- _Exercise directions_
Please reproduce the entries from the line that contains "Where can the dormer" through the end of the entries, both included, changing "dormer window" to "attic window" and leaving everything else as it is. Omit the pictures from your answer.
▽
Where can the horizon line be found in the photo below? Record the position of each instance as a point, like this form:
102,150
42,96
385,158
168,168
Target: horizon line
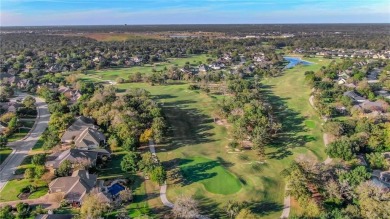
183,24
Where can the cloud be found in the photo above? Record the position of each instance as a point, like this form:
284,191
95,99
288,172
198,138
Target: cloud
191,12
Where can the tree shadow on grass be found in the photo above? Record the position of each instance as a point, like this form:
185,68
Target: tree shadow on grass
187,126
292,126
264,208
197,172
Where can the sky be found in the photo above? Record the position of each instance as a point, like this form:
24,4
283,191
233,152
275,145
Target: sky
102,12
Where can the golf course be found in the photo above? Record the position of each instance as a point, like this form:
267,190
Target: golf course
199,160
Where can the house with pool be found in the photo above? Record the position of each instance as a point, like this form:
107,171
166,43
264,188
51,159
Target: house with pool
75,187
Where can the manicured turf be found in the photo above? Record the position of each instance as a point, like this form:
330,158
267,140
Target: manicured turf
112,74
4,154
18,134
12,189
310,124
193,134
211,174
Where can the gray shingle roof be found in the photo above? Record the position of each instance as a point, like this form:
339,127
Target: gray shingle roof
74,187
73,155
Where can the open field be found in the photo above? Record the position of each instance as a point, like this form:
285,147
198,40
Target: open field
112,74
193,134
18,134
211,174
11,191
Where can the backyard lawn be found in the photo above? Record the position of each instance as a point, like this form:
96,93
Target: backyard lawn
13,188
18,134
211,174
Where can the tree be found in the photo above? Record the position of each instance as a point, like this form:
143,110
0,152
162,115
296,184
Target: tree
13,124
232,208
29,102
158,174
29,173
343,148
6,117
129,162
126,195
373,201
185,207
130,144
147,162
145,136
246,214
93,206
356,176
39,171
334,128
64,168
377,161
23,210
6,212
38,159
3,141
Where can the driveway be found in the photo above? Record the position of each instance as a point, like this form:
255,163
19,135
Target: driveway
22,147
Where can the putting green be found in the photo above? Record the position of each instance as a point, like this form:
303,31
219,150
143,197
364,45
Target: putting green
310,124
215,178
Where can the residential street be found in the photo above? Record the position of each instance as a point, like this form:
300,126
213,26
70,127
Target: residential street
22,147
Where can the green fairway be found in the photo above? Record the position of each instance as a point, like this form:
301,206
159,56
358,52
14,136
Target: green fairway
112,74
194,135
211,174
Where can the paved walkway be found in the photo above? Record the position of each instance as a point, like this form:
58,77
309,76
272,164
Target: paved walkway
23,146
47,201
286,206
163,188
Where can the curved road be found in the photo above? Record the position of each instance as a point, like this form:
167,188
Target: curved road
22,147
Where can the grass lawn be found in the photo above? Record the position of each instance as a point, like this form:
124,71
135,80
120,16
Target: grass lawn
211,174
113,169
139,206
38,147
18,134
26,163
4,154
112,74
194,134
11,191
195,137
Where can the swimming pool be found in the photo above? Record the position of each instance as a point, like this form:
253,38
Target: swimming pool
115,189
378,183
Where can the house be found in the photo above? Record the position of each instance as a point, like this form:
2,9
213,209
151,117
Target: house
370,106
54,216
203,68
354,96
73,155
7,78
84,134
74,187
385,176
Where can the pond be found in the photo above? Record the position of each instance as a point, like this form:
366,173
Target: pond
293,61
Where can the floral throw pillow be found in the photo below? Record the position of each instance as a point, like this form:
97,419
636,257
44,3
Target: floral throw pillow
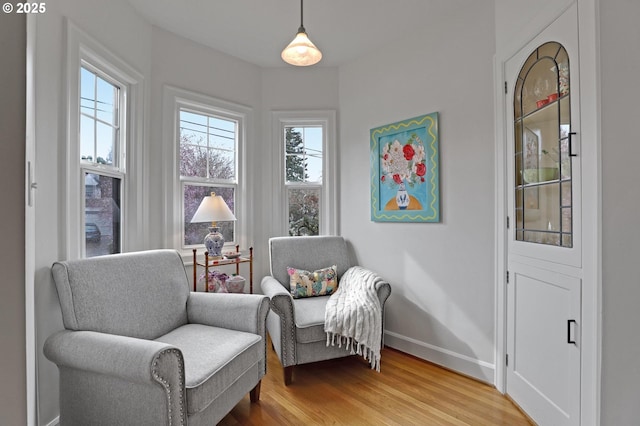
317,283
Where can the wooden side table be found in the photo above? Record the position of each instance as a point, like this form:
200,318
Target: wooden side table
208,263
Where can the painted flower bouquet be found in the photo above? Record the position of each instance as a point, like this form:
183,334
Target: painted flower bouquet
403,163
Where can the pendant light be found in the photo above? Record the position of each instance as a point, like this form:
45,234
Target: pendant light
301,51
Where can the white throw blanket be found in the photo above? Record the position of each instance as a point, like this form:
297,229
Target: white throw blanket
353,315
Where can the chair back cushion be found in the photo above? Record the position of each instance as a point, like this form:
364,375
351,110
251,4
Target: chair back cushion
142,294
309,253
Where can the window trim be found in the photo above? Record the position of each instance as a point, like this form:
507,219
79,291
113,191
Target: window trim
173,100
82,48
328,202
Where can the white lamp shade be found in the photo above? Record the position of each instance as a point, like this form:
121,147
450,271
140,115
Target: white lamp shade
301,51
213,209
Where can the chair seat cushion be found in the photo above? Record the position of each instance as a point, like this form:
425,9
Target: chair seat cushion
214,358
309,314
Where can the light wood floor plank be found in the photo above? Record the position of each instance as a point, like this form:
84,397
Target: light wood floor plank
407,391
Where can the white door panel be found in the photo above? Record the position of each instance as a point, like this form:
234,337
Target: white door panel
543,373
544,286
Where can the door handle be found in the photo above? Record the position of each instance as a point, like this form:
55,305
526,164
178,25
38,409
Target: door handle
31,185
570,340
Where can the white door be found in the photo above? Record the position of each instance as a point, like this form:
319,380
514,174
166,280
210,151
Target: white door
544,222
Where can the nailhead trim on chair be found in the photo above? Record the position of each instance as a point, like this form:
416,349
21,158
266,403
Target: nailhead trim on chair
166,386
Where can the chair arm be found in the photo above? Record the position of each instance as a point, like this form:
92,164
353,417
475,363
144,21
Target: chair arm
383,289
242,312
157,364
281,299
120,356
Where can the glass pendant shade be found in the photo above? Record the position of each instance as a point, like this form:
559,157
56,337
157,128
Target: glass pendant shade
301,51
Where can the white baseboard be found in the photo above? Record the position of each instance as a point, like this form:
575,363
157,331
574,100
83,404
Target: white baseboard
463,364
54,422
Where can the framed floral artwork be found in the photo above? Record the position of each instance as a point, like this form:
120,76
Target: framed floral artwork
405,171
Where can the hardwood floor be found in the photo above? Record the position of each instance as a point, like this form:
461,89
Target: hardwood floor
407,391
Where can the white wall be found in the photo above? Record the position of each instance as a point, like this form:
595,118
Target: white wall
13,392
442,302
183,64
620,66
132,43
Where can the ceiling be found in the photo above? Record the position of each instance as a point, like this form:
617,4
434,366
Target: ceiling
257,30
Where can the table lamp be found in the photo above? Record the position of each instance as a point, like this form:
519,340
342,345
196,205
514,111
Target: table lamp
213,209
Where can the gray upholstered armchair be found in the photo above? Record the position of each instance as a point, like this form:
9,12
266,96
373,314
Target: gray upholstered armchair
140,349
296,326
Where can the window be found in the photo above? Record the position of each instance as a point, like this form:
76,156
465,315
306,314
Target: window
208,164
101,156
204,141
105,201
303,178
307,140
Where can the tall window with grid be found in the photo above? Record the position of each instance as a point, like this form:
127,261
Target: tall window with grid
102,151
303,178
208,163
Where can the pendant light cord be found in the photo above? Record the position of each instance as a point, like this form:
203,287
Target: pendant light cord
301,29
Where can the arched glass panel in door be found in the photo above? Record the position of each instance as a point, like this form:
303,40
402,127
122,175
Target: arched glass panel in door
542,154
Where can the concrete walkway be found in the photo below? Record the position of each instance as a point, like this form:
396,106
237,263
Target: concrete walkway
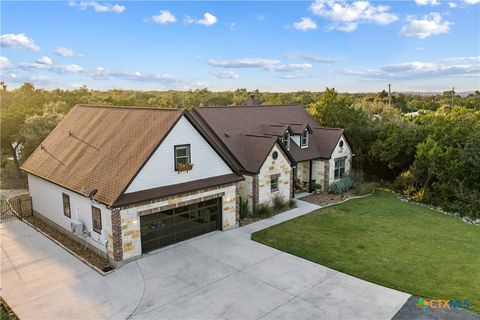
218,275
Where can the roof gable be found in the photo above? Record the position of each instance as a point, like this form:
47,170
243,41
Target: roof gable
97,147
272,121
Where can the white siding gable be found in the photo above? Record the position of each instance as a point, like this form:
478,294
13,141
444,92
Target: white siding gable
160,171
341,152
47,200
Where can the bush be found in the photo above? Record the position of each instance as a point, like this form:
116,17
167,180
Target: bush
291,203
264,210
278,203
342,185
243,208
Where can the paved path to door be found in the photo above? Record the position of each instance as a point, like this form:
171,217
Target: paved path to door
219,275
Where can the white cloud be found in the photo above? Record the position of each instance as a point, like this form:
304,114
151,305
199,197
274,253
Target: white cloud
244,63
305,24
345,16
266,64
427,2
348,27
449,67
426,26
229,74
314,58
97,7
100,73
5,63
66,52
45,60
231,25
165,17
19,40
68,68
207,20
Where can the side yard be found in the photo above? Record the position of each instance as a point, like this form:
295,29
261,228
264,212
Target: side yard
389,242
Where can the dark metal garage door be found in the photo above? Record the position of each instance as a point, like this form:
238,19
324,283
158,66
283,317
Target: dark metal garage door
166,227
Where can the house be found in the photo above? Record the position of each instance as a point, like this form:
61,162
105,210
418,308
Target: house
130,180
276,148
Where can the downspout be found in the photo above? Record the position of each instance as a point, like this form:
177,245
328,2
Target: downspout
310,188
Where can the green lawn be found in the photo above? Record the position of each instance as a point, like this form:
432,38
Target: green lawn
386,241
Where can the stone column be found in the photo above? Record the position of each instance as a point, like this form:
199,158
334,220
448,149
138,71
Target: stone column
117,235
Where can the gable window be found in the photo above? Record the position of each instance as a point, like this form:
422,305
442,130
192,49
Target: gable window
182,155
339,168
274,182
96,219
304,140
66,205
286,139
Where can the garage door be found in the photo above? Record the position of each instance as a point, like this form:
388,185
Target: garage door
166,227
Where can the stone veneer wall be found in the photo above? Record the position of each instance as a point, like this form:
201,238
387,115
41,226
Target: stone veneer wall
271,167
130,216
303,171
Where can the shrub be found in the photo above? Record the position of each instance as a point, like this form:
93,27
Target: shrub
342,185
278,203
263,210
291,203
243,208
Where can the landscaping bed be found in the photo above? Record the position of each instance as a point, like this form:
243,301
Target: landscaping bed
79,249
325,199
254,217
6,313
389,242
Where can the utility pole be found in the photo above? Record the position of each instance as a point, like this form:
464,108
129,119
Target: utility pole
389,95
453,94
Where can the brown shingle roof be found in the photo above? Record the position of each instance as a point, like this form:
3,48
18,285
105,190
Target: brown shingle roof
101,148
230,125
181,188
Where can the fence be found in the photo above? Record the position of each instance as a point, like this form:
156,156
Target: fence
16,207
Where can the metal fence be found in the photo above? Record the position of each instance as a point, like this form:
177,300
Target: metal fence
16,207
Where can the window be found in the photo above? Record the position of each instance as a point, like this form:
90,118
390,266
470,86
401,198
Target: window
286,139
182,155
274,183
339,168
96,219
304,141
66,205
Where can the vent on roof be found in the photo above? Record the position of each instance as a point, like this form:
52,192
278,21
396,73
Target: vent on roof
252,101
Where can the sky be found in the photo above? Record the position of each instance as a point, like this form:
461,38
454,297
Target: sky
354,46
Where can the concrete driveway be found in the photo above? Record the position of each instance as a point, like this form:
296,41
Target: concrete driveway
222,275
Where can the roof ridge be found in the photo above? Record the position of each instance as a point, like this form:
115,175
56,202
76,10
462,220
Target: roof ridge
256,135
127,107
328,128
260,106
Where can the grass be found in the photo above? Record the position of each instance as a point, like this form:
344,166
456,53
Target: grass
389,242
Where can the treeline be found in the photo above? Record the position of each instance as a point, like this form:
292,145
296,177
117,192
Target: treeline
428,145
432,157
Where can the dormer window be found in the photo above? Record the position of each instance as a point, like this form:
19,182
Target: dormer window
304,140
286,139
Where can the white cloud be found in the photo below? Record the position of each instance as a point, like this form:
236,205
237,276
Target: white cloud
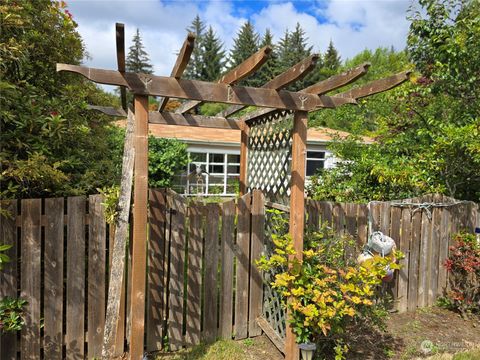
△
- _The result_
Where can the attic window be found in the photo above? Record the position of each instance as a point, like this form:
19,182
Target: attic window
304,140
286,139
Where can the white cloud be found in the photo below? Record the position of each instance as a point, like this form:
236,205
237,276
Target: white cloud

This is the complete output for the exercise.